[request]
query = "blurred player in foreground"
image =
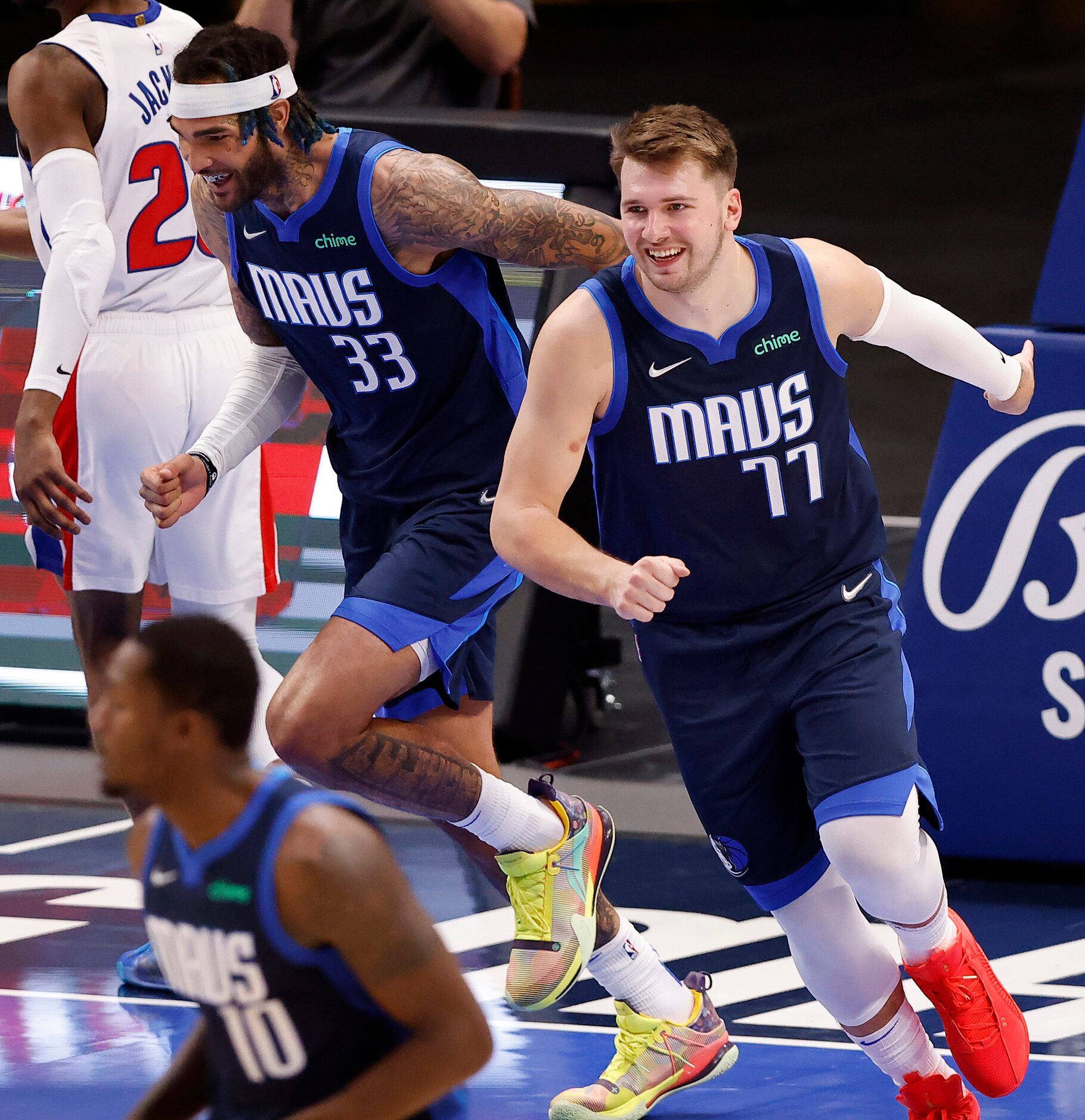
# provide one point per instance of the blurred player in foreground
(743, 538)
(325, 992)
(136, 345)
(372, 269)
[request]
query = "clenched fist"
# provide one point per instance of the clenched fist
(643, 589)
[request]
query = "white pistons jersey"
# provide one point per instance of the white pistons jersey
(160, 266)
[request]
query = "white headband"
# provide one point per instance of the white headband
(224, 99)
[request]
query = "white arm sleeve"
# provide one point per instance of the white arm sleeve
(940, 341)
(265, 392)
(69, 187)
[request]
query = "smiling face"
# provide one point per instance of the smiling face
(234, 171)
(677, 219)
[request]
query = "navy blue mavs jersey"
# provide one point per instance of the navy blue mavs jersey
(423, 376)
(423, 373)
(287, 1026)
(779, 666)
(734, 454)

******************************

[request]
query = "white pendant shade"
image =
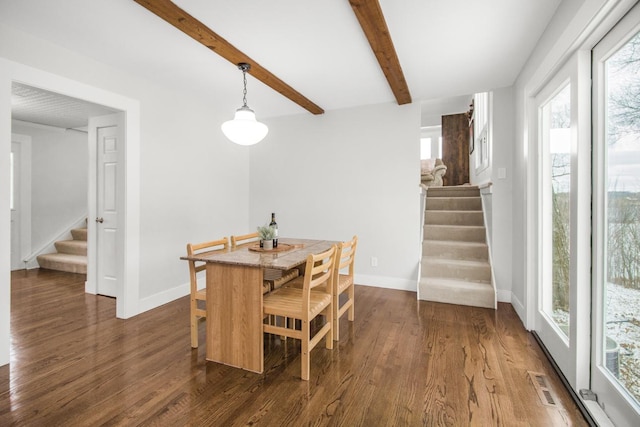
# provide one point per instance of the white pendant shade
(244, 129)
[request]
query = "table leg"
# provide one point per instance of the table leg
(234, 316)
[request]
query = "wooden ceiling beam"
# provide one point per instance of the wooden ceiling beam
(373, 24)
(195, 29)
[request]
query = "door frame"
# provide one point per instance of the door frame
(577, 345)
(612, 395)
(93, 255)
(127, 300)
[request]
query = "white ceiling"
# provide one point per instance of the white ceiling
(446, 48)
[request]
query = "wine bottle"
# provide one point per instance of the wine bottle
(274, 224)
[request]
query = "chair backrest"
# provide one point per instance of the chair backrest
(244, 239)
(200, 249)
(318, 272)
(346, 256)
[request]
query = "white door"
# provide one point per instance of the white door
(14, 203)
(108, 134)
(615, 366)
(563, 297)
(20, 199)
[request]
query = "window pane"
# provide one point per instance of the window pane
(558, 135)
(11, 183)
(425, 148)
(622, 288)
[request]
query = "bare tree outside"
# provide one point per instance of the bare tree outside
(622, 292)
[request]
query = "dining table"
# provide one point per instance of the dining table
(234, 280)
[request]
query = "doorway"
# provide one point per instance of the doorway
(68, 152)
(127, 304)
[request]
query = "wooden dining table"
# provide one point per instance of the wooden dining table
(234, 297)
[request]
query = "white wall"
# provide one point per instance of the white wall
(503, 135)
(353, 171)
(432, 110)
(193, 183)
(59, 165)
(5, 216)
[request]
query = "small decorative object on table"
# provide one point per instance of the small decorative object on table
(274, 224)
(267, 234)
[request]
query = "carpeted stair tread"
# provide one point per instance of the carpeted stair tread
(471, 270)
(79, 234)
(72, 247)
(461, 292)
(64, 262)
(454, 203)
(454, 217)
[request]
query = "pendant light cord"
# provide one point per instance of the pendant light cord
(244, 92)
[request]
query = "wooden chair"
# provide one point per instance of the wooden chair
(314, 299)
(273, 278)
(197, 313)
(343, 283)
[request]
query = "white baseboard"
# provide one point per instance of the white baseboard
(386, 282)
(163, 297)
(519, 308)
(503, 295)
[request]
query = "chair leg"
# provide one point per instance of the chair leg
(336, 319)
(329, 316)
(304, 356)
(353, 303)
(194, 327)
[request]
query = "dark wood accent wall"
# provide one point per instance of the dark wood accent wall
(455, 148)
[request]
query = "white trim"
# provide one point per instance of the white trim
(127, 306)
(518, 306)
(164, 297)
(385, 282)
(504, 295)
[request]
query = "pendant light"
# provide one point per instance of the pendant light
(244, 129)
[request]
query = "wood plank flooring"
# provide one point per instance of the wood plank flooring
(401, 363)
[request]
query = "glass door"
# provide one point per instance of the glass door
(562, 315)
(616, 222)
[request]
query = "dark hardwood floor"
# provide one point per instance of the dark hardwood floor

******************************

◆ What is required:
Report each line in the records that contains the string "pane". Case counts.

◆ Exercise answer:
query = "window pane"
# provide one point per instance of the window pane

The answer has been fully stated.